>> Begin DOCUMENT

FK Koralas
- Full name: Futbolo klubas "Koralas"
- Founded: 2015; 10 years ago
- Dissolved: September 2018; 6 years ago
- Ground: Klaipėdos dirbtinės dangos aikštė
- Capacity: 1,000
- Chairman: Arvydas Kazlauskas
- Manager: Saulius Mikalajūnas
- League: x
- 2018: 14th (dissolved)
| Home colours | Away colours |

= FK Koralas Klaipėda =

Lithuanian football club

Futbolo klubas Koralas, commonly known as Koralas was a Lithuanian football team from the port city of Klaipėda.

==History==
The club was established in 2015. In that season they were in LFF III lyga (4th tier), leading for a long time, but finishing in third position.

In 2016, they were in LFF II lyga (3rd tier), were runners-up and got promotion to Pirma lyga (2nd tier).

In 2017, the team was in Pirma lyga. First half of the season was problematical, but in summer transfer time they got new forces and finished in 6th place.

2018 was problematical. After losing 0–12 to FC Kupiškis they was retired until second half of the season. After summer they won once, but later lost games against "Nevėžis" 0–9 and Panevėžys 0–10. finally, on 19 September 2018 club was dissolved from Pirma lyga competition. They played more than half matches, so results are valid. In tournament table they in 14th position.

>> End DOCUMENT
>> Begin RECORDS SHOWN

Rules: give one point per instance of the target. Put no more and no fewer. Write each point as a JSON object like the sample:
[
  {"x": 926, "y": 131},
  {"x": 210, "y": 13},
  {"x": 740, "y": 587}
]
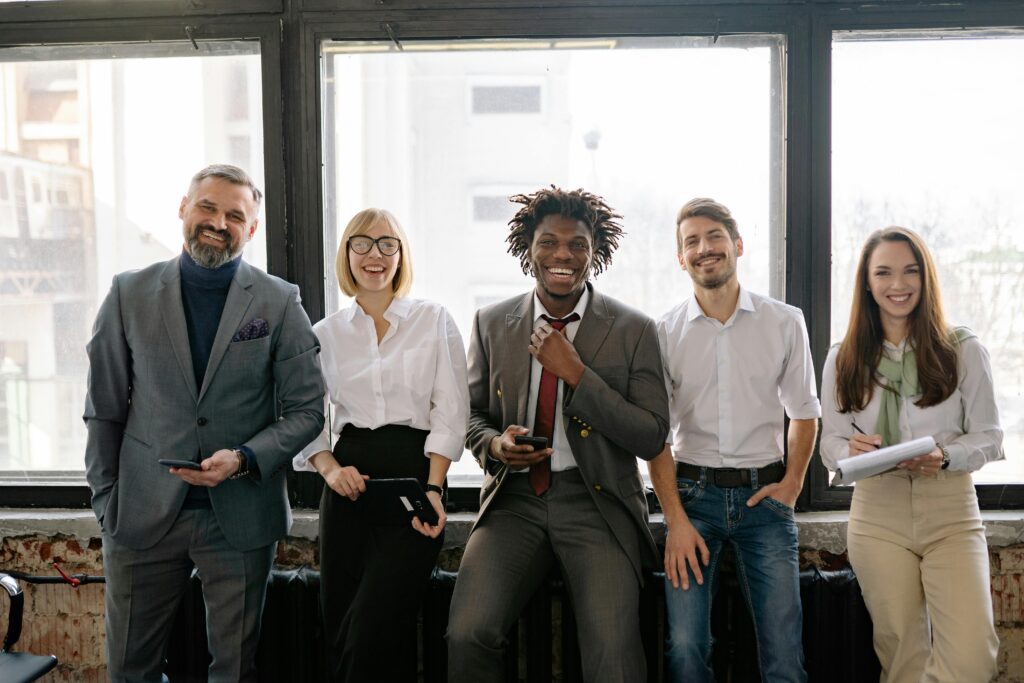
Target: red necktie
[{"x": 544, "y": 419}]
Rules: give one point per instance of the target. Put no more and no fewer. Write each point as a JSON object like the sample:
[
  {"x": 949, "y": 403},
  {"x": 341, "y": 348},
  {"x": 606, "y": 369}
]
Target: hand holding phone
[
  {"x": 181, "y": 464},
  {"x": 538, "y": 442}
]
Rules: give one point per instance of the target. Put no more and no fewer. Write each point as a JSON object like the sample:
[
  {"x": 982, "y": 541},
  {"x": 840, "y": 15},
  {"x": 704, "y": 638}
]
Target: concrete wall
[{"x": 69, "y": 622}]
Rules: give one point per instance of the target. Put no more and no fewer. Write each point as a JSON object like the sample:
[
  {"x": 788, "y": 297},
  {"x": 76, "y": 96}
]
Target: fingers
[{"x": 691, "y": 559}]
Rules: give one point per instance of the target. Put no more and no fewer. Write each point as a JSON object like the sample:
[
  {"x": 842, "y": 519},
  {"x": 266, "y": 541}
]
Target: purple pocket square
[{"x": 254, "y": 329}]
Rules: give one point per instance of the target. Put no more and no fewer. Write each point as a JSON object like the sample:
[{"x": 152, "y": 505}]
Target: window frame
[
  {"x": 290, "y": 33},
  {"x": 828, "y": 19}
]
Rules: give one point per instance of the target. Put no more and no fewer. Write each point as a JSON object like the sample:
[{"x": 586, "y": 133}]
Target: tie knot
[{"x": 560, "y": 323}]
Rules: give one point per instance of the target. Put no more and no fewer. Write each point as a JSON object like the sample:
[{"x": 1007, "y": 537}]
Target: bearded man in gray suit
[
  {"x": 201, "y": 358},
  {"x": 583, "y": 371}
]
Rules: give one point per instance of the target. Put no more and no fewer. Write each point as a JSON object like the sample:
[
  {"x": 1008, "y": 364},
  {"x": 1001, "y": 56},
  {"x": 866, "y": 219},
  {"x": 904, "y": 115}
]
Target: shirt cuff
[
  {"x": 444, "y": 444},
  {"x": 251, "y": 463}
]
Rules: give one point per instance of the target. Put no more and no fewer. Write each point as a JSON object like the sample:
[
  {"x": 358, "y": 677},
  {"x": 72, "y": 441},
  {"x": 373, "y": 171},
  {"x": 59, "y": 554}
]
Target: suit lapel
[
  {"x": 172, "y": 312},
  {"x": 594, "y": 328},
  {"x": 518, "y": 328},
  {"x": 236, "y": 306}
]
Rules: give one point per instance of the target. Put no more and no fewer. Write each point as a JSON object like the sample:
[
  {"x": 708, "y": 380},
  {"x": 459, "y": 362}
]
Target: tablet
[{"x": 397, "y": 501}]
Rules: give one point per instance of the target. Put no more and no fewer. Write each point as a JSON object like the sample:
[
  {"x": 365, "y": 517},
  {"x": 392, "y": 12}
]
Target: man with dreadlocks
[{"x": 583, "y": 372}]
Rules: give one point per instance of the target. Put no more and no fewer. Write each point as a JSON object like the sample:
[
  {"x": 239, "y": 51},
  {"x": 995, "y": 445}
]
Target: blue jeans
[{"x": 764, "y": 542}]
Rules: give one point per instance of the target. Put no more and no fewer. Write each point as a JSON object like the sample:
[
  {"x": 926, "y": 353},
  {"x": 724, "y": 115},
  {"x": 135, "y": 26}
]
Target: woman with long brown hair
[{"x": 915, "y": 539}]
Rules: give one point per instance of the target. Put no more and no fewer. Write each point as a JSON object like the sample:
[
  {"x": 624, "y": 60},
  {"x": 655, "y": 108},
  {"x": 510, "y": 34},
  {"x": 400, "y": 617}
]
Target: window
[
  {"x": 927, "y": 134},
  {"x": 506, "y": 99},
  {"x": 95, "y": 155},
  {"x": 399, "y": 138}
]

>> End RECORDS SHOWN

* TASK LIST *
a) In the FK Koralas article, what place did the club finish in during the 2017 season?
b) Say whether each statement agrees with the FK Koralas article: (i) The club was established in 2015. (ii) In 2016 the club won LFF II lyga. (iii) The club's ground had a capacity of 1,000.
c) Write out the FK Koralas article from "2018 was problematical." up to and including "in 14th position.", replacing "problematical" with "difficult".

* TASK-BY-TASK SOLUTIONS *
a) 6th place.

b)
(i) Yes: "The club was established in 2015."
(ii) No: "were runners-up and got promotion to Pirma lyga (2nd tier)."
(iii) Yes: "Capacity: 1,000."

c)
2018 was difficult. After losing 0–12 to FC Kupiškis they was retired until second half of the season. After summer they won once, but later lost games against "Nevėžis" 0–9 and Panevėžys 0–10. finally, on 19 September 2018 club was dissolved from Pirma lyga competition. They played more than half matches, so results are valid. In tournament table they in 14th position.